**TAREFA PROPOSTA 1:** Quais são os três tipos de currículo apontados no trecho sobre os tipos de currículo?
**TAREFA PROPOSTA 2:** Copie fielmente, do trecho sobre os tipos de currículo, a parte que começa em "Não menos importante" e segue até "e Toschi (2014)".

**TRECHO PARA LEITURA:**
• • • • • • •
Não menos importante em torno da discussão do que é currículo, é salutar
assinalar os três tipos de currículo: o oficial, o real e o oculto, sendo os dois últimos
28
não considerados na perspectiva tradicional. Libâneo, Oliveira e Toschi (2014)
definem-nos assim:
O currículo formal ou oficial é aquele estabelecido pelos sistemas de ensino, expresso em diretrizes curriculares, nos objetivos e conteúdos das áreas ou disciplinas de estudo. […] O currículo real é aquele que de fato acontece na sala de aula, em decorrência de um projeto pedagógico e dos planos de ensino. É tanto o que sai das ideias e da prática dos professores, da percepção e do uso que eles fazem do currículo formal, como o que fica na percepção dos alunos. […] É importante ter claro que, muitas vezes, o que é realmente aprendido, compreendido e retido pelos alunos não corresponde ao que os professores ensinam ou creem estar ensinando. O currículo oculto refere-se àquelas influências que afetam a aprendizagem dos alunos e o trabalho dos professores e são provenientes da experiência cultural, dos valores e significados trazidos de seu meio social de origem e vivenciados no ambiente escolar – ou seja, das práticas e das e experiências compartilhadas na escola e na sala de aula. É chamado de oculto porque não se manifesta claramente, não é prescrito, não aparece no planejamento, embora constitua importante fator de aprendizagem. (LIBÂNEO, OLIVEIRA e TOSCHI, 2014, p.490) [grifos dos autores].
• • • • • • •
**INFORMAÇÕES EXTRAÍDAS:**

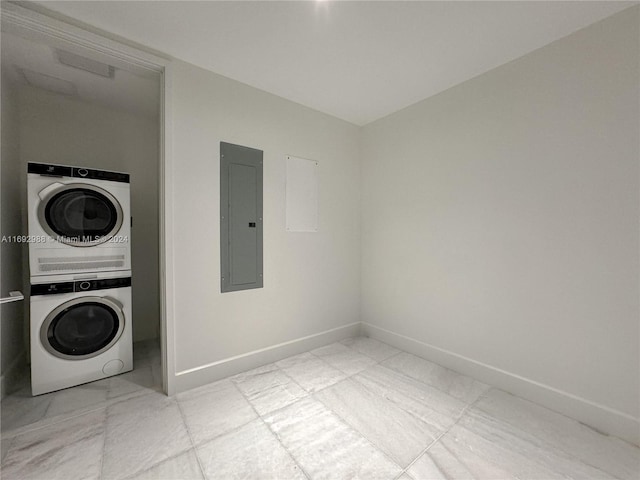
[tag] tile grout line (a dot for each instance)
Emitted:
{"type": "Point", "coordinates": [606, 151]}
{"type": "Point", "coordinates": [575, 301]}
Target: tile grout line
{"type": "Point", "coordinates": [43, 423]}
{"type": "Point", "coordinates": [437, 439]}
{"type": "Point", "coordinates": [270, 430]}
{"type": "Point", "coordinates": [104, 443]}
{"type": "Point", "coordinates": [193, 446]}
• • • • • • •
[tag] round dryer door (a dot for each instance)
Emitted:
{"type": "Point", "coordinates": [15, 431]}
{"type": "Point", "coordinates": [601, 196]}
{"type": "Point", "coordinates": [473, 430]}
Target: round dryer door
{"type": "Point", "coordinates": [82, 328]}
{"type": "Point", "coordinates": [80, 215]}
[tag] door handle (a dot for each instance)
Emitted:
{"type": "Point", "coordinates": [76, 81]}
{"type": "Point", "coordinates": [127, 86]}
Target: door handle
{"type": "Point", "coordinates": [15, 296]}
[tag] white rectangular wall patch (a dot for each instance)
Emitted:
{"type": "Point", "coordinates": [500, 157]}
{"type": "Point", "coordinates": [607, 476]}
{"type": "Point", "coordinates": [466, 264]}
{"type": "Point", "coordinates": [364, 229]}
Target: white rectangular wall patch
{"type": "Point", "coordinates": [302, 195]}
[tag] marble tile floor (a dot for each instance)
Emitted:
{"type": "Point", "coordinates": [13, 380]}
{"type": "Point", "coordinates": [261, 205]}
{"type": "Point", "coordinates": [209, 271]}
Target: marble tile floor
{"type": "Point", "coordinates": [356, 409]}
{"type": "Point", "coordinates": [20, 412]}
• • • • • • •
**RESPOSTA REDIGIDA 1:** O oficial, o real e o oculto.

**RESPOSTA REDIGIDA 2:**
Não menos importante em torno da discussão do que é currículo, é salutar
assinalar os três tipos de currículo: o oficial, o real e o oculto, sendo os dois últimos
28
não considerados na perspectiva tradicional. Libâneo, Oliveira e Toschi (2014)